27 апреля 2002

Автор: Тарасова Анна

Юрий Норштейн: искусство памяти

   А лошадь — как она там, в тумане?.. В конце пути — обещание счастья: самовар, можжевеловые веточки, чай
с малиновым вареньем.
   «Мультипликация» или «анимация»? Вопрос не риторический. «Мультипликация» в переводе — банальное умножение, тогда как «анимация» — одушевление.


   Юрий Норштейн, с одной стороны, мультипликатор. Чудные сказки — «Лиса и Заяц», «Ежик в тумане»… С другой стороны — аниматор. Одушевляющий рисунок, как Пигмалион мраморную Галатею. Режиссер с международной известностью. Имя Norstein — во всех «ихних» учебниках и словарях.
   Фильмография Норштейна, в сущности, невелика. Если не считать дебютных фильмов, снятых в соавторстве с другими мультипликаторами, то выглядит она так: 1973 — «Лиса и Заяц», 1974 — «Цапля и Журавль», 1975 — «Ежик в тумане», 1979 — «Сказка сказок». Последние двадцать с лишним лет режиссер работал над гоголевской «Шинелью» — фрагменты фильма изредка показывались на разных творческих вечерах и полузакрытых просмотрах, и вокруг этого предприятия сам собой стал складываться миф о мастере-затворнике и его неведомом шедевре. Впрочем, и без «Шинели» Норштейн — бесспорный классик.
   Фильмов немного, и все они объединены мгновенно узнаваемой интонацией. Один фильм «вырастает» из другого, хотя каждый в отдельности воспринимается совершенно самостоятельно.  Словно части сюиты, разделенные и одновременно связанные друг с другом.   
   Единство стиля сохраняется на протяжении всего времени, что Норштейн работает в мультипликации. Отчасти это объясняется тем, что творческая группа сложилась довольно рано и жила как одно целое: художник-постановщик Франческа Ярбусова, оператор Александр Жуковский, композитор Михаил Меерович. Любимая техника — плоская марионетка, с которой в двадцатые начиналась история советской мультипликации.
   Плоская марионетка весьма близка к живописи, но все же выдерживает по отношению к ней почтительную дистанцию. Она находится как бы между объемным и рисованным фильмом, позволяя сохранить ту степень условности изображения, которая составляет саму специфику анимации. Не дает ей стать «нарисованным кино» или «ожившим полотном».

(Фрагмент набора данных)
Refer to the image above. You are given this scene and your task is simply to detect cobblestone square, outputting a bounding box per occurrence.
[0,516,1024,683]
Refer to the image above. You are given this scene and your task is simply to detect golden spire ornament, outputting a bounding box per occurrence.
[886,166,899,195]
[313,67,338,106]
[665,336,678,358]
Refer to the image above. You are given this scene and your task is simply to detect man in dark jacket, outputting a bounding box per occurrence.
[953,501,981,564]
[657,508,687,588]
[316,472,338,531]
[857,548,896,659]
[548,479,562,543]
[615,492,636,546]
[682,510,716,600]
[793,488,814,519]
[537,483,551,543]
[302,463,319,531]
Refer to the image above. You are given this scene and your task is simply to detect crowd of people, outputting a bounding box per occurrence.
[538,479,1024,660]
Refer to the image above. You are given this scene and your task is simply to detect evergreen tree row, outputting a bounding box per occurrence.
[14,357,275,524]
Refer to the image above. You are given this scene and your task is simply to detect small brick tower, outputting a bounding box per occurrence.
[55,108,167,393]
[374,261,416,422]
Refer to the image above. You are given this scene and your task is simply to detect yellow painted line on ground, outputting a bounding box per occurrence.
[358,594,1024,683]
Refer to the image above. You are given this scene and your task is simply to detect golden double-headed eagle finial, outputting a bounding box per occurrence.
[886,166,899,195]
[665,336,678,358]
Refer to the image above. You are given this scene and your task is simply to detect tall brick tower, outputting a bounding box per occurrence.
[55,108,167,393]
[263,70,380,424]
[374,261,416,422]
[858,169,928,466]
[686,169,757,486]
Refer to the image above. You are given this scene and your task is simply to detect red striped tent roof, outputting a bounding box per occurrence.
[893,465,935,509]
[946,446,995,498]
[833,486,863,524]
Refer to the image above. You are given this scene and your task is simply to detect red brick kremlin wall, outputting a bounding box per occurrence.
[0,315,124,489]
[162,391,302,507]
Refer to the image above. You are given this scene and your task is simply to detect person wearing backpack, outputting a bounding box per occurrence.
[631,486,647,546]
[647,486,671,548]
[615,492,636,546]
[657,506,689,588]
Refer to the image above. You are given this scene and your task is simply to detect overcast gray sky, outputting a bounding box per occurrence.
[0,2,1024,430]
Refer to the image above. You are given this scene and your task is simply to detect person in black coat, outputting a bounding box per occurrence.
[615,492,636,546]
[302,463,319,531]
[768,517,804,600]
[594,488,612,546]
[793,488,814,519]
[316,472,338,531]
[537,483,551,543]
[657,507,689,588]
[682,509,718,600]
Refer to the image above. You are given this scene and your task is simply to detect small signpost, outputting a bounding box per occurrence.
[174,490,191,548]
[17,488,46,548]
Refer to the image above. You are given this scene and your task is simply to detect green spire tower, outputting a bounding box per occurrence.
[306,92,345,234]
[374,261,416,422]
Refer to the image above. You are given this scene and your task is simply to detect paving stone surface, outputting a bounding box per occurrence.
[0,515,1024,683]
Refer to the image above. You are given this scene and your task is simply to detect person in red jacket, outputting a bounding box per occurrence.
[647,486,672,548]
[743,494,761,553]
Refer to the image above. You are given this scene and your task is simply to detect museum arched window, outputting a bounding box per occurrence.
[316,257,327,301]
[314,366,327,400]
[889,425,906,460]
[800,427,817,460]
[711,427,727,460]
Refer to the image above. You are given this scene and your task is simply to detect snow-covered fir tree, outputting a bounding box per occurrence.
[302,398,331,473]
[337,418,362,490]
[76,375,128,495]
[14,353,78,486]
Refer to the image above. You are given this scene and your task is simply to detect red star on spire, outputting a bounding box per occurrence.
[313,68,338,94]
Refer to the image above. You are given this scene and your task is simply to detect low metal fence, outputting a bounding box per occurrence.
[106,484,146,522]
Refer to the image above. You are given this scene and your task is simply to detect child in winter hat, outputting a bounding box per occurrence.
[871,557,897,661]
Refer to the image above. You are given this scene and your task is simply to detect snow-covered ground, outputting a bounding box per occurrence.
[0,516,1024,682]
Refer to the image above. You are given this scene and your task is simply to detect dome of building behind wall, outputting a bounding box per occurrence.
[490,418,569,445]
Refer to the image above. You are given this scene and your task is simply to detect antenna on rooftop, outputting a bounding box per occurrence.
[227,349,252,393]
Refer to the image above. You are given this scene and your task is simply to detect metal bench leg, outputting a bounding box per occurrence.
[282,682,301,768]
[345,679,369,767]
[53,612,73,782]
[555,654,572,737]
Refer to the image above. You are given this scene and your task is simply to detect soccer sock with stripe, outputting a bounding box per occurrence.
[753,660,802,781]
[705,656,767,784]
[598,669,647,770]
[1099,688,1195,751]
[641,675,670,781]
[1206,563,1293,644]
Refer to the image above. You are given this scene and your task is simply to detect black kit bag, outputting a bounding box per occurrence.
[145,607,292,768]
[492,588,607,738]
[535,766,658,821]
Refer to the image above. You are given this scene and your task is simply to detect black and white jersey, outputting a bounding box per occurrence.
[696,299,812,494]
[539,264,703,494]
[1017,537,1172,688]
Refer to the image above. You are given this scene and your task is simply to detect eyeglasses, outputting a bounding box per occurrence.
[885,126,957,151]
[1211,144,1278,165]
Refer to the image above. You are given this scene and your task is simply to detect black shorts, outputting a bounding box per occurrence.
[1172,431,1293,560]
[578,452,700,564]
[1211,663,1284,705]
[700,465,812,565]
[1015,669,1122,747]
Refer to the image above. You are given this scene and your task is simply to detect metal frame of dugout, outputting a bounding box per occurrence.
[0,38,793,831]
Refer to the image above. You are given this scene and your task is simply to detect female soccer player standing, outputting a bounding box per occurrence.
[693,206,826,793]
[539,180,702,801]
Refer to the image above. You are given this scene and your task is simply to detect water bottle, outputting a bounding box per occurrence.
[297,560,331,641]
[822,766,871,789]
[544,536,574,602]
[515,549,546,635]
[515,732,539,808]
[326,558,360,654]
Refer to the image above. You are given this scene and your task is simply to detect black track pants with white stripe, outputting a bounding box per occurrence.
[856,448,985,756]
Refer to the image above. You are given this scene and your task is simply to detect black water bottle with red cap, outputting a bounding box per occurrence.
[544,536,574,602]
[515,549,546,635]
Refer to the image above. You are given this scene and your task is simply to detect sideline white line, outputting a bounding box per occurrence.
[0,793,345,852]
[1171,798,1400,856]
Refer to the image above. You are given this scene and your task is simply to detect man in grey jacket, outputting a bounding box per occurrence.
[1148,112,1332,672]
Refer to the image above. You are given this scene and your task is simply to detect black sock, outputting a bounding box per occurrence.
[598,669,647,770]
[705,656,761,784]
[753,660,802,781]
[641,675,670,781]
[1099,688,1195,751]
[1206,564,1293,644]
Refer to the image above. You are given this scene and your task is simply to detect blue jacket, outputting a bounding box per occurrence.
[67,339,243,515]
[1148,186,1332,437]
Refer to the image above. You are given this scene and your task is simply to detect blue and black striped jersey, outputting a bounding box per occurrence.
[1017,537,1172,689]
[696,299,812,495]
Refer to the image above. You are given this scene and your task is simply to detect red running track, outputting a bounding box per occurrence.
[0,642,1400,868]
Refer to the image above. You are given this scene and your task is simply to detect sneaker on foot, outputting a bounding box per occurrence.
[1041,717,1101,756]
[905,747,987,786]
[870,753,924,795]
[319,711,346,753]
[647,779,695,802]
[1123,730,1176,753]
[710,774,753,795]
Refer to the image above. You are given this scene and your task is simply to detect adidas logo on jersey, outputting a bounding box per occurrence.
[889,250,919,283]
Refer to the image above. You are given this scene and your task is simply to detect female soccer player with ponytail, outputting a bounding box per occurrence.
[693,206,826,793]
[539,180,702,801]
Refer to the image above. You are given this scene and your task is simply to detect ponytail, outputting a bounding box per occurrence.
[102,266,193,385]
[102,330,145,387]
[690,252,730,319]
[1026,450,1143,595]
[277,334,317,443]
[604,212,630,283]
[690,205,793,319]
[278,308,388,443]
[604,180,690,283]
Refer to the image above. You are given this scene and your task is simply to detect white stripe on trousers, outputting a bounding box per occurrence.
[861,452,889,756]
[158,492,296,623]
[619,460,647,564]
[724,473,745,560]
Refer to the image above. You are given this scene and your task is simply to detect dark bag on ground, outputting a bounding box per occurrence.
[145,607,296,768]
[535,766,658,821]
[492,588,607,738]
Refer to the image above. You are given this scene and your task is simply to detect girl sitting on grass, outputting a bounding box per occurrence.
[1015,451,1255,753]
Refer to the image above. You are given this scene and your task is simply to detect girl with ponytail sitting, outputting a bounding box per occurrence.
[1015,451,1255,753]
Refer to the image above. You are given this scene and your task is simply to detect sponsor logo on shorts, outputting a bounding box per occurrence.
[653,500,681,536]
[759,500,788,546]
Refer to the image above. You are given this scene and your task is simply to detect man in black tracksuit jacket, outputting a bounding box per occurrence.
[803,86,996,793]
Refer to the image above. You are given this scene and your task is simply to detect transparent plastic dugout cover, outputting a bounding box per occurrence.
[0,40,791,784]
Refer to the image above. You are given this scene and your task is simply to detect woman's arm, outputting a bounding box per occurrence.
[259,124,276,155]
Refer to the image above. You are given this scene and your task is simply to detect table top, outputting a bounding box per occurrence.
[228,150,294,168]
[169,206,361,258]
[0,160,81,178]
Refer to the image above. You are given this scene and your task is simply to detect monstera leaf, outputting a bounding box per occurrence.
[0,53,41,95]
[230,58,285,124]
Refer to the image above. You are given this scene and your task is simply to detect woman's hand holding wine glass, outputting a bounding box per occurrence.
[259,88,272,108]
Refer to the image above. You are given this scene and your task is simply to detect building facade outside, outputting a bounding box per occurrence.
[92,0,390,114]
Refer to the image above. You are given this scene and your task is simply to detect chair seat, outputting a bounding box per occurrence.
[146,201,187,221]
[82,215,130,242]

_Условие задания_.
Перепишите отрывок текста о Юрии Норштейне от «Фильмов немного, и» до «история советской мультипликации.», заменив «сюиты» на «симфонии».

_Результат задания_.
Фильмов немного, и все они объединены мгновенно узнаваемой интонацией. Один фильм «вырастает» из другого, хотя каждый в отдельности воспринимается совершенно самостоятельно.  Словно части симфонии, разделенные и одновременно связанные друг с другом.   
   Единство стиля сохраняется на протяжении всего времени, что Норштейн работает в мультипликации. Отчасти это объясняется тем, что творческая группа сложилась довольно рано и жила как одно целое: художник-постановщик Франческа Ярбусова, оператор Александр Жуковский, композитор Михаил Меерович. Любимая техника — плоская марионетка, с которой в двадцатые начиналась история советской мультипликации.